## Aufgabe 1
Wohin führte laut dem Auszug die Sternfahrt im Jahr 2014?
## Aufgabe 2
Gib aus den Einträgen alles von der Zeile mit „as point(245, 634).“ bis einschließlich zur Zeile mit „point(263, 501)“ als Markdown-Tabelle mit den Spalten „Nummer“ und „Zeile“ wieder, wobei Leerzeilen entfallen.

++++ Auszug ++++

8 Kommentare zu “Verschwörologie oder: Schatten des Papageis”

  1. tom am September 1st, 2020 1:20 pm

    Mancher Knall ist auch anfangs klein und unscheinbar, entwickelt sich dann knallartig weiter.

  2. ... der Trittbrettschreiber am September 1st, 2020 4:47 pm

    „…das dazu passende internalisierte Verhalten,…“

    passt ein kontemplativer Kelleraufenthalt zum Abschottungsritual der alternaivmittelstandsbildungsbürgerlichen Elite?

    Dann reiste ich sofort nach Damaskus – man ist ja flexibel.

  3. Messdiener am September 1st, 2020 6:18 pm

    Also, ich freue mich immer über Fotos aus Berlin.

  4. Godwin am September 1st, 2020 7:48 pm

    ein paar ungeordnete Einwürfe dazu:

    Bernd Rabehl sagte in einem
    Interview:
    In letzter Konsequenz bin ich meinem Denken von damals treu geblieben, nur dass sich inzwischen die politischen Positionen verschoben haben. Was früher als „links“ angesehen wurde, gilt heute als „rechts“.

    Der Kontext, WER, WANN, WARUM, WAS (und ggf. zu wem) sagt, spielt also schon eine wichtige Rolle.

    Eine weitere Frage beträfe die Richtung – von links nach rechts, gibt es seit Mussolini.
    Aber gab es je die andere Richtung?
    Und wenn nein, warum nicht?

    2014 gab es nicht nur die sog. https://de.wikipedia.org/wiki/Mahnwachen_f%C3%BCr_den_Frieden, sondern auch eine Sternfahrt nach Berlin.
    Die Teilnehmer dieser Fahrt – schon etwas betagte, aber rüstige Relikte vergangener Zeiten – sahen sich aber nicht zur allg. Empörung gegenüber den Mahnwächtern genötigt.
    Das Anliegen sei ja erst einmal richtig – und darauf käme es zunächst an.

++++ Angezeigte Einträge ++++

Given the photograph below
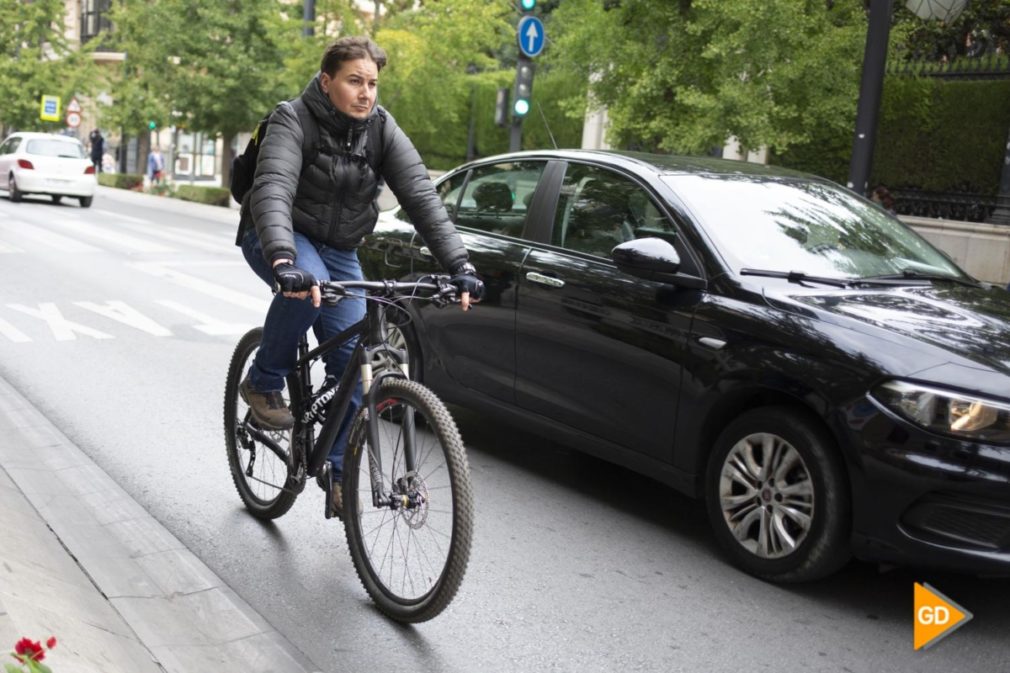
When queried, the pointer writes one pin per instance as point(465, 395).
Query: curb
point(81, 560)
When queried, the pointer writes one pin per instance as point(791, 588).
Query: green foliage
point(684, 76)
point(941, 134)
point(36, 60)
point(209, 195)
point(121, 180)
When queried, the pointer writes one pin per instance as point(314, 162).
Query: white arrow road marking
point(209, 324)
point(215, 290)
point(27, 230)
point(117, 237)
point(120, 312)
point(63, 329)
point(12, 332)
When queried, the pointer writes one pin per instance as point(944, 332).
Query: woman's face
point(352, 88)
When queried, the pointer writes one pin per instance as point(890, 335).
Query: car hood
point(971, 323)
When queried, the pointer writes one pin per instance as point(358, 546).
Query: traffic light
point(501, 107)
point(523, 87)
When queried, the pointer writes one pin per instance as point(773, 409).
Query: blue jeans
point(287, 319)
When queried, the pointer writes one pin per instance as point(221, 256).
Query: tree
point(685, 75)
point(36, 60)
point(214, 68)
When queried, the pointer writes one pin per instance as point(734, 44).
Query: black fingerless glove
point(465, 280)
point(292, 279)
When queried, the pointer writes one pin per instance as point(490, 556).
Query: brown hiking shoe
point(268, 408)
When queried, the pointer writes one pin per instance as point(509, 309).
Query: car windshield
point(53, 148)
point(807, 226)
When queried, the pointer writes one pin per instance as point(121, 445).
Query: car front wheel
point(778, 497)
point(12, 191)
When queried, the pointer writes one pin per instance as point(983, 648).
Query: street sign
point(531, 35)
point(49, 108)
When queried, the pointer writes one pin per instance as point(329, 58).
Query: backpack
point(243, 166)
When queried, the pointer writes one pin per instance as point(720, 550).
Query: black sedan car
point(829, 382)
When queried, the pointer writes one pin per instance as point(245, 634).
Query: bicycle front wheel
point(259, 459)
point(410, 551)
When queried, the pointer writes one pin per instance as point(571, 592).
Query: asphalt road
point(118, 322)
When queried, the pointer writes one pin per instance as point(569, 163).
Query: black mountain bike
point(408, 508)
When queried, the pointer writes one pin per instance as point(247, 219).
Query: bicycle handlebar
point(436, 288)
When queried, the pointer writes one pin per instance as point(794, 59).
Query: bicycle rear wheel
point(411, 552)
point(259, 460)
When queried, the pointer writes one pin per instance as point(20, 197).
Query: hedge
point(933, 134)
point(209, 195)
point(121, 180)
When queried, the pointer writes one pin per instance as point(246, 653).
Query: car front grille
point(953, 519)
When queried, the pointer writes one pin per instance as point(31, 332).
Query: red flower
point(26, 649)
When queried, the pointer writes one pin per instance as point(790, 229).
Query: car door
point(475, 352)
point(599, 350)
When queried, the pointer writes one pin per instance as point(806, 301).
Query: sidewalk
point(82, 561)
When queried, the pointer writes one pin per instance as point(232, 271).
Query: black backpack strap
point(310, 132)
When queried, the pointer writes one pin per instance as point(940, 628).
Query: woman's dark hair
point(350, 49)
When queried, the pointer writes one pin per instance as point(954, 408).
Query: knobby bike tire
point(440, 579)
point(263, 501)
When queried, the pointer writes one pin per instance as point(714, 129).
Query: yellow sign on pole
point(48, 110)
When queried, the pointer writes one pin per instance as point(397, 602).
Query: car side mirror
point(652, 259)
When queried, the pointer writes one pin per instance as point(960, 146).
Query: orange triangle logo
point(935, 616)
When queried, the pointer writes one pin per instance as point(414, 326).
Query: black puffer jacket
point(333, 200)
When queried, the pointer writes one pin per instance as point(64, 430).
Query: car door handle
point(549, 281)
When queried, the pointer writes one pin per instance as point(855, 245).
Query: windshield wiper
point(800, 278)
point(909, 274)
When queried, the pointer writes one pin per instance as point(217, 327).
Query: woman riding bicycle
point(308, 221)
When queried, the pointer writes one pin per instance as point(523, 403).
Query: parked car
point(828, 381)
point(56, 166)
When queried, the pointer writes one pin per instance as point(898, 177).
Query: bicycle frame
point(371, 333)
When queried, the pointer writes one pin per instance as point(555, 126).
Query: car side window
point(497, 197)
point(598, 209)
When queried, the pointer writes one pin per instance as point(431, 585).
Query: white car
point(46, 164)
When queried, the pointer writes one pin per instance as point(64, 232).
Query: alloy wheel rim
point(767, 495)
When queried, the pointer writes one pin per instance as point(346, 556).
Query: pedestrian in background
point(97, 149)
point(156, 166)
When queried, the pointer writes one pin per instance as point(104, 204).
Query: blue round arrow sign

++++

## Antwort 1
Nach Berlin.

## Antwort 2
| Nummer | Zeile |
|---|---|
| 1 | When queried, the pointer writes one pin per instance as point(245, 634). |
| 2 | Query: bicycle front wheel |
| 3 | point(259, 459) |
| 4 | point(410, 551) |
| 5 | When queried, the pointer writes one pin per instance as point(571, 592). |
| 6 | Query: asphalt road |
| 7 | point(118, 322) |
| 8 | When queried, the pointer writes one pin per instance as point(569, 163). |
| 9 | Query: black mountain bike |
| 10 | point(408, 508) |
| 11 | When queried, the pointer writes one pin per instance as point(247, 219). |
| 12 | Query: bicycle handlebar |
| 13 | point(436, 288) |
| 14 | When queried, the pointer writes one pin per instance as point(794, 59). |
| 15 | Query: bicycle rear wheel |
| 16 | point(411, 552) |
| 17 | point(259, 460) |
| 18 | When queried, the pointer writes one pin per instance as point(20, 197). |
| 19 | Query: hedge |
| 20 | point(933, 134) |
| 21 | point(209, 195) |
| 22 | point(121, 180) |
| 23 | When queried, the pointer writes one pin per instance as point(246, 653). |
| 24 | Query: car front grille |
| 25 | point(953, 519) |
| 26 | When queried, the pointer writes one pin per instance as point(31, 332). |
| 27 | Query: red flower |
| 28 | point(26, 649) |
| 29 | When queried, the pointer writes one pin per instance as point(790, 229). |
| 30 | Query: car door |
| 31 | point(475, 352) |
| 32 | point(599, 350) |
| 33 | When queried, the pointer writes one pin per instance as point(806, 301). |
| 34 | Query: sidewalk |
| 35 | point(82, 561) |
| 36 | When queried, the pointer writes one pin per instance as point(232, 271). |
| 37 | Query: black backpack strap |
| 38 | point(310, 132) |
| 39 | When queried, the pointer writes one pin per instance as point(940, 628). |
| 40 | Query: woman's dark hair |
| 41 | point(350, 49) |
| 42 | When queried, the pointer writes one pin per instance as point(954, 408). |
| 43 | Query: knobby bike tire |
| 44 | point(440, 579) |
| 45 | point(263, 501) |